Text block:
________________________
Norristown’s newest career firefighter, Andrew Stiteler, was sworn in at the November’s Municipal Council Meeting by Council President Sonya Sanders. Andrew was a volunteer member of the Fairmount Engine Company No. 2 in Norristown and previously worked for the Pottstown Fire Department. The Norristown Fire Department congratulates Andrew and wishes him the best in his new career.
Firefighters Lee and Spitko and “Kindle” display the FIDO Bags donated by the Fetch Foundation to the Norristown Fire Department. The FIDO Bag’s program supplies firefighters with lifesaving tools to administer medical attention to your pets at the point of rescue. Our firefighters now have the tools to save ALL family members! The Norristown Fire Department thanks The Fetch Foundation for their generous donation.
Sesame Street Fire Safety Program for preschool children
More than half of child fire deaths are among children age four or younger – making them an important audience for fire prevention and education. If you’ve ever visited a preschool classroom to discuss fire safety, or have met with older toddlers during community outreach activities, you know they can be a tough crowd to reach.
________________________
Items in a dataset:

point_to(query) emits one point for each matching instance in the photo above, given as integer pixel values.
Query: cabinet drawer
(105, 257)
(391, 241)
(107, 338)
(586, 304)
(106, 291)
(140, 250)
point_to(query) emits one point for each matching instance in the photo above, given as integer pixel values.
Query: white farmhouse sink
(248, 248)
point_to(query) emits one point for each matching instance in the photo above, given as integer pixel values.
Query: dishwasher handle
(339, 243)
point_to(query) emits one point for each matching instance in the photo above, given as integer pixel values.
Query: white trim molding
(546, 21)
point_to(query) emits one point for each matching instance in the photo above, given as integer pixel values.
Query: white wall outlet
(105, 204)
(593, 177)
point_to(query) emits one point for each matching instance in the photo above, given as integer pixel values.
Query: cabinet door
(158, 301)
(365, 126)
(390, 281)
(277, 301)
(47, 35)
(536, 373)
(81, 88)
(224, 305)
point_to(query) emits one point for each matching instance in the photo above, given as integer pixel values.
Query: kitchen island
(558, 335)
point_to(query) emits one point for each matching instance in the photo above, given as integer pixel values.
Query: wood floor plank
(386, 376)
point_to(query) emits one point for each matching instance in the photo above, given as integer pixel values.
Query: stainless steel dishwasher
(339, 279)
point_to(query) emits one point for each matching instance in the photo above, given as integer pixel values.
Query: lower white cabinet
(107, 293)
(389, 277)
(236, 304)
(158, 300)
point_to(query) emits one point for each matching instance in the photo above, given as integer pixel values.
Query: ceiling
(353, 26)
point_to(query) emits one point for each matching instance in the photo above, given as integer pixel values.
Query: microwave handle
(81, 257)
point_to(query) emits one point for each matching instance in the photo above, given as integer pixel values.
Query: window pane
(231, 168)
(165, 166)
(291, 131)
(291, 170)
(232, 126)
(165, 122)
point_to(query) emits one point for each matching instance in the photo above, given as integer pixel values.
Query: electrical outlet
________________________
Questions:
A – According to the fire department text, who swore in Andrew Stiteler?
B – Write out the passage of the fire department text word for word, starting at "Norristown’s newest career" and stopping after "their generous donation.".
C – Carry the fire department text forward, picking up after its final sentence.

Expected results:
A – Council President Sonya Sanders swore him in.

B –
Norristown’s newest career firefighter, Andrew Stiteler, was sworn in at the November’s Municipal Council Meeting by Council President Sonya Sanders. Andrew was a volunteer member of the Fairmount Engine Company No. 2 in Norristown and previously worked for the Pottstown Fire Department. The Norristown Fire Department congratulates Andrew and wishes him the best in his new career.
Firefighters Lee and Spitko and “Kindle” display the FIDO Bags donated by the Fetch Foundation to the Norristown Fire Department. The FIDO Bag’s program supplies firefighters with lifesaving tools to administer medical attention to your pets at the point of rescue. Our firefighters now have the tools to save ALL family members! The Norristown Fire Department thanks The Fetch Foundation for their generous donation.

C –
That’s why the U.S. Fire Administration has collaborated once again with Sesame Workshop to update the Sesame Street® Fire Safety Program program for preschool kids. The program shows educators how to empower children ages 3–5 with essential fire safety information and skills that can make a big difference in case of an emergency.
The program includes easy-to-use lessons, games and activities to help reinforce important fire safety messages and show children what to do if there’s a fire and ways to prevent fires from starting. And children’s lovable, furry Sesame Street friends will help engage children each step of the way! By sharing this information while children are young, you instill lifelong fire safety habits!
The Sesame Street Fire Safety Program curriculum for preschoolers is available in both English and Spanish. The curriculum includes an educator’s guide for teachers, a CD of songs and stories, a family guide, a coloring and activity booklet, and a poster.